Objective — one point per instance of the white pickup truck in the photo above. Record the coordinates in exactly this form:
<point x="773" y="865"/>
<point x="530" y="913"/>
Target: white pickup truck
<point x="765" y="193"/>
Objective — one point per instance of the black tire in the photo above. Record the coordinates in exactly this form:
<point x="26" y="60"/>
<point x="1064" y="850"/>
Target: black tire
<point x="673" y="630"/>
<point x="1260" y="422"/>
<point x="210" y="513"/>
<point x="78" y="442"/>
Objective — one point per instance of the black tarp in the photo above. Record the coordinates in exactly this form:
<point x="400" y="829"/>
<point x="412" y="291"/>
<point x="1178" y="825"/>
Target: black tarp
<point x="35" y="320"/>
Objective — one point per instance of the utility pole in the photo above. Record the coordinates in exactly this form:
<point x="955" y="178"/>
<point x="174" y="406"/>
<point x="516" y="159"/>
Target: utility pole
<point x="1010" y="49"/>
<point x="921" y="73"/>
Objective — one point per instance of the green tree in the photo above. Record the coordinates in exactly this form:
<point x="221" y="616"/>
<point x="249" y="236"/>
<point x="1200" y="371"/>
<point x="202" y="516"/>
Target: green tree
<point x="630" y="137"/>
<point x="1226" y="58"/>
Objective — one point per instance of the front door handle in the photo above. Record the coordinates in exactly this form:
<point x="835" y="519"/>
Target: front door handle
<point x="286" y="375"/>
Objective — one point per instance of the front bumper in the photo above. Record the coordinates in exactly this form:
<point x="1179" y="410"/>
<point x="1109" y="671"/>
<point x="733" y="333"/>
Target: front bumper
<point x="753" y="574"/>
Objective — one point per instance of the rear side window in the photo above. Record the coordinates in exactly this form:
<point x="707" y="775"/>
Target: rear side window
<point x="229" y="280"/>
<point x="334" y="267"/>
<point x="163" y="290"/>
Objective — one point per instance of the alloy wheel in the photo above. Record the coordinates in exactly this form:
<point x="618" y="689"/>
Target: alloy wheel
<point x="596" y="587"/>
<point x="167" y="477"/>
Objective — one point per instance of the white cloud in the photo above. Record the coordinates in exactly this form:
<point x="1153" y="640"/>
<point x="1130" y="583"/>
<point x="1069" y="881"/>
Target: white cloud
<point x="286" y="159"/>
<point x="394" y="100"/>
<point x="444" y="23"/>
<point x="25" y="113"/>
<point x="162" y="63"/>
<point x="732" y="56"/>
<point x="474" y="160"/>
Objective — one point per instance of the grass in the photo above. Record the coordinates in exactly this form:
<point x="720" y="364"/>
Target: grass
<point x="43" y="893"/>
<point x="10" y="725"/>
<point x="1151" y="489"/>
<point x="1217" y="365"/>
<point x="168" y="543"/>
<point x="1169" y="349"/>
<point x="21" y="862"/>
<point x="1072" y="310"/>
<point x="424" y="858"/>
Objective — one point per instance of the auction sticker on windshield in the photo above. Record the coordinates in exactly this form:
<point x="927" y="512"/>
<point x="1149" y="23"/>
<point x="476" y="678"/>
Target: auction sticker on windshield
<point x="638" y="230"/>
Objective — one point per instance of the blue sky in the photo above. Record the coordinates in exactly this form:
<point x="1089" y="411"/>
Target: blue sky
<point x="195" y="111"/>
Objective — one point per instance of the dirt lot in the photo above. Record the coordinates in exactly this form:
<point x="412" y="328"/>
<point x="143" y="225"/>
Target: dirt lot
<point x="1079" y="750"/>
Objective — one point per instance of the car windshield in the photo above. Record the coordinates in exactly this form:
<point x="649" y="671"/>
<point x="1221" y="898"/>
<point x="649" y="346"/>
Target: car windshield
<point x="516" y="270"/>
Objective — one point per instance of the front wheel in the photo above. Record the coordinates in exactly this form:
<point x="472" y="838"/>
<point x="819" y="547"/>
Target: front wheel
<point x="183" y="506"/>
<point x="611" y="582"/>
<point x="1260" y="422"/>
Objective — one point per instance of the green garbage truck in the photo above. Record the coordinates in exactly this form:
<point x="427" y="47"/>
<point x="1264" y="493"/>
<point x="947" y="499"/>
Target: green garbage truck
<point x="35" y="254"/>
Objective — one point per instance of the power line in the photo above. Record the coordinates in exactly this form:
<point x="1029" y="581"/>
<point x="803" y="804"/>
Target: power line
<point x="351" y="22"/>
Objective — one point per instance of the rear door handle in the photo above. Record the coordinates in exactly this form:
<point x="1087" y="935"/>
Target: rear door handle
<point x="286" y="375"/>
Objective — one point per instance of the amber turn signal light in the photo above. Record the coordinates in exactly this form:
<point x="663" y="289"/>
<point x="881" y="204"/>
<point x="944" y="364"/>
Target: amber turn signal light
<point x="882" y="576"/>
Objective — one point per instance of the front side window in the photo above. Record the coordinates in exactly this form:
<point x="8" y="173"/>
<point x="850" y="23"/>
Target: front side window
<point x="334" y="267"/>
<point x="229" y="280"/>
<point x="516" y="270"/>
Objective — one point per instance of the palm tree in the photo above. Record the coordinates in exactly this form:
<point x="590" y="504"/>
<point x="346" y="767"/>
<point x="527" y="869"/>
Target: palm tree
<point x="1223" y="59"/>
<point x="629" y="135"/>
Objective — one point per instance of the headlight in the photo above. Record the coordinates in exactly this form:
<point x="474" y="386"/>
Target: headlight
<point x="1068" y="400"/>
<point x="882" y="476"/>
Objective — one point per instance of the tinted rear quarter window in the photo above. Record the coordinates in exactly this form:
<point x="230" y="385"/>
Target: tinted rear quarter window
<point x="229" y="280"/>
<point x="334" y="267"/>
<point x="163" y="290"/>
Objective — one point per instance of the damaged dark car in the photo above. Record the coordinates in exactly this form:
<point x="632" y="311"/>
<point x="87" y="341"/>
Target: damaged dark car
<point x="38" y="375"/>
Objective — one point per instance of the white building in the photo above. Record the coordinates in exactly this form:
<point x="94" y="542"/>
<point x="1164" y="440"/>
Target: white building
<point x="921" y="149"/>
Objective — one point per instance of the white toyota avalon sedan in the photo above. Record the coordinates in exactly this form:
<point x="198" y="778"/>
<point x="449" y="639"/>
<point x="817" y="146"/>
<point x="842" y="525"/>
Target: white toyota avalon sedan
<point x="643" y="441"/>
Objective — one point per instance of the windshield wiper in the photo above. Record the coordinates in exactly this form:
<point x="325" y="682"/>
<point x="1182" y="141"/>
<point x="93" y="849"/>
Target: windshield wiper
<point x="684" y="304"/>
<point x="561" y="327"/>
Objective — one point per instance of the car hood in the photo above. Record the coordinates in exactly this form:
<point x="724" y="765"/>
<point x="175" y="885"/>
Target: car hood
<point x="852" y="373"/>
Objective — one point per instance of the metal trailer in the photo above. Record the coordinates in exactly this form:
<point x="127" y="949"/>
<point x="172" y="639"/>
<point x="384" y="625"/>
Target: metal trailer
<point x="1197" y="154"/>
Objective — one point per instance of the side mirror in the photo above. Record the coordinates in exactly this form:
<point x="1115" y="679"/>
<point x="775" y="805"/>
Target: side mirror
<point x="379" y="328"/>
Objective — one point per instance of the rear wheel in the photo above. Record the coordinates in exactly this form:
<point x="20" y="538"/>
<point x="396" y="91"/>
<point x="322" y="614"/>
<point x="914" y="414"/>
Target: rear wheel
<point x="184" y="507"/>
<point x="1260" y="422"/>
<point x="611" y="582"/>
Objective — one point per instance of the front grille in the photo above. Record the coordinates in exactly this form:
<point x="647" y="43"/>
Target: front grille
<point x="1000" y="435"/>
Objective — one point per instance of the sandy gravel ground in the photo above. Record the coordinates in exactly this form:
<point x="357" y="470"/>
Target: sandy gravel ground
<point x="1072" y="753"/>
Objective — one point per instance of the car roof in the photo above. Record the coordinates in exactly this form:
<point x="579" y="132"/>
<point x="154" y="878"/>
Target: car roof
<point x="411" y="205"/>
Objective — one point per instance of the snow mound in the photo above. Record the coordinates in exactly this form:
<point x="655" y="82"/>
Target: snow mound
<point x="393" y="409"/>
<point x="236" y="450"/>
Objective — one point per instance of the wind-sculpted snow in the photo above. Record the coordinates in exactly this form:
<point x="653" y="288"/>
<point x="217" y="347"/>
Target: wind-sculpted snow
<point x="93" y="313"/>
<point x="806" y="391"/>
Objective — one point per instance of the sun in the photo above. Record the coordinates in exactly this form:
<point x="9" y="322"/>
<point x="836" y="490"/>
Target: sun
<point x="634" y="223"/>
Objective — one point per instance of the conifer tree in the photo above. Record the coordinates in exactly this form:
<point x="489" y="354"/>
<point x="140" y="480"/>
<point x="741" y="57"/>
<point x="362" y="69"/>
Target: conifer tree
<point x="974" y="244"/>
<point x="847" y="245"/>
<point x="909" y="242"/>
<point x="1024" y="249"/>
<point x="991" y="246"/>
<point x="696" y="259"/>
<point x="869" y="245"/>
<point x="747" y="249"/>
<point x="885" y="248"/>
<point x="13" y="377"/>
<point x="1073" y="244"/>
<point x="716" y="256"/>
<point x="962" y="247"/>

• [Written exercise] Could you give again exactly the lines from the line containing "Objective — one point per instance of the wind-sculpted" through the final line of the data above, and no others?

• [Task answer]
Objective — one point per instance of the wind-sculpted snow in the photo above. Record the coordinates in exactly this form:
<point x="653" y="288"/>
<point x="217" y="347"/>
Target: wind-sculpted snow
<point x="93" y="313"/>
<point x="806" y="391"/>
Objective — one point per instance of the sun in the photo above. Record the coordinates in exactly this form:
<point x="9" y="322"/>
<point x="836" y="490"/>
Target: sun
<point x="634" y="223"/>
Objective — one point per instance of the conifer tree in the photo above. Record the coordinates in exactly this form:
<point x="489" y="354"/>
<point x="140" y="480"/>
<point x="741" y="57"/>
<point x="362" y="69"/>
Target: conifer tree
<point x="974" y="244"/>
<point x="847" y="245"/>
<point x="909" y="242"/>
<point x="1024" y="249"/>
<point x="991" y="246"/>
<point x="696" y="259"/>
<point x="869" y="245"/>
<point x="747" y="249"/>
<point x="885" y="248"/>
<point x="13" y="377"/>
<point x="1073" y="244"/>
<point x="716" y="256"/>
<point x="962" y="247"/>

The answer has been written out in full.